Saved entries:
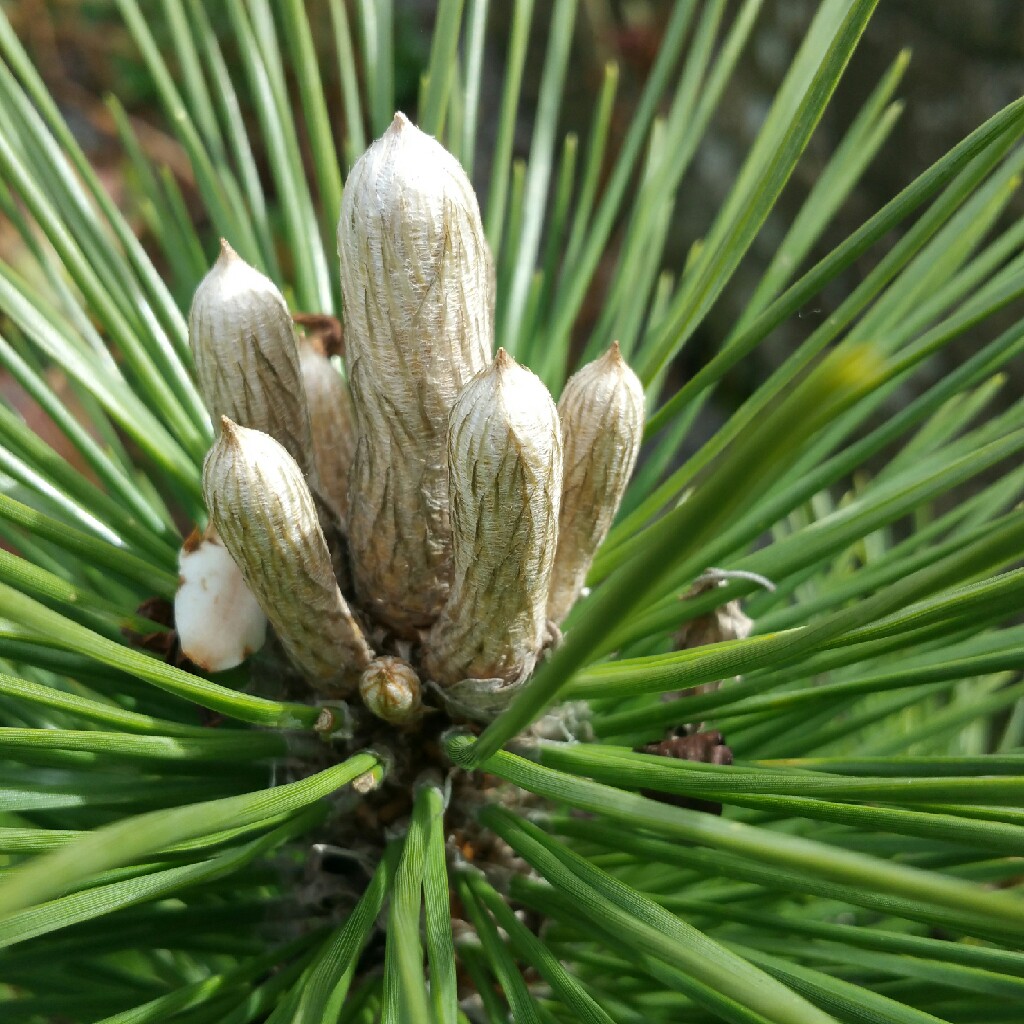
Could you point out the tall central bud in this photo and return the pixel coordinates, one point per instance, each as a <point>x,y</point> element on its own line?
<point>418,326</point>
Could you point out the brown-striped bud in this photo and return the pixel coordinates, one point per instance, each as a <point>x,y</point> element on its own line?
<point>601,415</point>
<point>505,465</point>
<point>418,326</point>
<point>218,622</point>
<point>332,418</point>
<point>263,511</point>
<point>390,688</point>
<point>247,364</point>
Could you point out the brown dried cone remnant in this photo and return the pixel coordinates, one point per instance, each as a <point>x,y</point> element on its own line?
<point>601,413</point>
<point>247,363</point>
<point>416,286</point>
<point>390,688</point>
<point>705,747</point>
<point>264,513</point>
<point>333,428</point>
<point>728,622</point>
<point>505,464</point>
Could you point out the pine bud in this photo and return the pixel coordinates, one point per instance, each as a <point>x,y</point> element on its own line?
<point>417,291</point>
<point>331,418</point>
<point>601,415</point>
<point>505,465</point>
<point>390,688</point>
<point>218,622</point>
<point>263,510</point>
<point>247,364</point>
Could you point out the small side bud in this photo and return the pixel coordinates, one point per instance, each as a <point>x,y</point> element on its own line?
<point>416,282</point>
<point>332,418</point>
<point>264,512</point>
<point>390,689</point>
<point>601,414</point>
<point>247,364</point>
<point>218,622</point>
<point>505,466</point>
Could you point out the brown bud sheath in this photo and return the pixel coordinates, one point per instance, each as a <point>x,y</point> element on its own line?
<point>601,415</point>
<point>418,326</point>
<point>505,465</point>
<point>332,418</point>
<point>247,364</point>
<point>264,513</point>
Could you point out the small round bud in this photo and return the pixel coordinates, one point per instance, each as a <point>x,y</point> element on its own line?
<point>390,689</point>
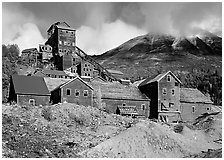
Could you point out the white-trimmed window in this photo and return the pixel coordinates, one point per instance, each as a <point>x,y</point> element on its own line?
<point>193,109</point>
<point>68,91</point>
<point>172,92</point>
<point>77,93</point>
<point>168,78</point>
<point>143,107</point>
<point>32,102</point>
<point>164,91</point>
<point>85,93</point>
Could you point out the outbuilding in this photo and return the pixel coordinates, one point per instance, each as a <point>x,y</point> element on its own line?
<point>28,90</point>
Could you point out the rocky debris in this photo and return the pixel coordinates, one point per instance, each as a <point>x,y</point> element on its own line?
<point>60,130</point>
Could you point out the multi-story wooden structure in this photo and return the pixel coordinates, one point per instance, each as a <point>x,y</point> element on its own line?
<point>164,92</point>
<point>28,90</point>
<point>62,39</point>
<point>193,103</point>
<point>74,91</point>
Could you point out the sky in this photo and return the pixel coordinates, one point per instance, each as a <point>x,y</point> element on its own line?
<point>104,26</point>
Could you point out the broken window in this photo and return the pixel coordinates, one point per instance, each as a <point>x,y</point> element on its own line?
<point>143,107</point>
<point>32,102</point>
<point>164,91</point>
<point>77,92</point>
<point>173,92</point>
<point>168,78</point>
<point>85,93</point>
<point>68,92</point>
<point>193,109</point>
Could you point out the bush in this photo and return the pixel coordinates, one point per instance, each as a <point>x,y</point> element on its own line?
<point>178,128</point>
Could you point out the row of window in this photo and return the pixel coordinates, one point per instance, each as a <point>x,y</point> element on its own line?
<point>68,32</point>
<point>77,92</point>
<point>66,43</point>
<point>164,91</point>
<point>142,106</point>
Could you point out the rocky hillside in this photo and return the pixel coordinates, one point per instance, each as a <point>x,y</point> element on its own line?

# How to complete this task
Output each line of the records exactly. Any picture is skipped.

# Reply to the task
Could you point out the tall central bud in this photo and return the pixel coordinates, one point per instance, each as a <point>x,y</point> element on its own line?
<point>418,326</point>
Could you point out the brown-striped bud in this photo and return the pixel coordinates, one point per instance, each as a <point>x,y</point> element on its own line?
<point>601,415</point>
<point>505,465</point>
<point>418,326</point>
<point>218,622</point>
<point>332,418</point>
<point>263,511</point>
<point>390,688</point>
<point>247,364</point>
Could you point out the brown dried cone remnant in this photo and return the pixel coordinates, one point per instance, each as a <point>x,y</point> element on its own line?
<point>601,413</point>
<point>247,363</point>
<point>416,286</point>
<point>390,688</point>
<point>705,747</point>
<point>264,513</point>
<point>333,428</point>
<point>728,622</point>
<point>505,464</point>
Could you point out the pine bud in this photo and return the pixel coordinates, one point per instance, each as a <point>x,y</point> element on its own line?
<point>417,291</point>
<point>331,418</point>
<point>601,415</point>
<point>505,465</point>
<point>390,688</point>
<point>218,622</point>
<point>263,510</point>
<point>247,364</point>
Could you point out the small side bud in this photo and return the pixel coordinates, one point per instance, each as a <point>x,y</point> element on its own line?
<point>416,282</point>
<point>332,418</point>
<point>264,512</point>
<point>390,689</point>
<point>601,414</point>
<point>247,364</point>
<point>218,622</point>
<point>505,466</point>
Could you point out the brown bud sheath in this photo and return the pixel coordinates, one point per instance, each as a <point>x,y</point> element on its own line?
<point>601,415</point>
<point>418,326</point>
<point>505,465</point>
<point>332,418</point>
<point>247,364</point>
<point>264,513</point>
Could you point out the small round bud in this photo and return the pixel coordinates, one point per instance, each as a <point>x,y</point> element on its own line?
<point>390,689</point>
Could you point out the white-trimmed window in this photo and return the pixel coordinates, one point per instance, each as a <point>x,y</point> element on its own line?
<point>193,109</point>
<point>68,91</point>
<point>172,92</point>
<point>77,93</point>
<point>168,78</point>
<point>143,107</point>
<point>32,102</point>
<point>164,91</point>
<point>85,93</point>
Could you point out the outbuilding in this photo and return the pixel coordinates, one point per instance, each as a <point>x,y</point> element on its own line?
<point>28,90</point>
Could you point out the rocky debris in this photo and return the pixel coordinates, one point per instance, each as a <point>x,y</point> element on its own line?
<point>60,130</point>
Could you point out the multi-story wooden structure in this photo and return the pixel coordinates, one point per instance, each as a <point>x,y</point> element on its own line?
<point>164,92</point>
<point>28,90</point>
<point>62,39</point>
<point>193,103</point>
<point>74,91</point>
Could you point out the sky in this photo and return the pixel coordinates, one point per instance, each as a <point>x,y</point> element on its own line?
<point>104,26</point>
Could you point out the broken window in this photo and return the pixel coordinates, one point per instance, each as a <point>x,y</point> element on its own line?
<point>143,107</point>
<point>32,102</point>
<point>164,91</point>
<point>77,92</point>
<point>173,92</point>
<point>168,78</point>
<point>85,93</point>
<point>68,92</point>
<point>193,109</point>
Could you point out the bush in this photo and return the pixel coordinates, one point per instance, each as a <point>x,y</point> element on its own line?
<point>178,128</point>
Could you point out the row of window in this photo and return the pixel coordinates, one point per instance, each as a <point>x,y</point> element on its own line?
<point>68,32</point>
<point>77,92</point>
<point>66,43</point>
<point>164,91</point>
<point>142,106</point>
Could you point out the rocky hillside in this photo and return the pixel coordinates, one point per instance, each as a <point>x,y</point> element on its own line?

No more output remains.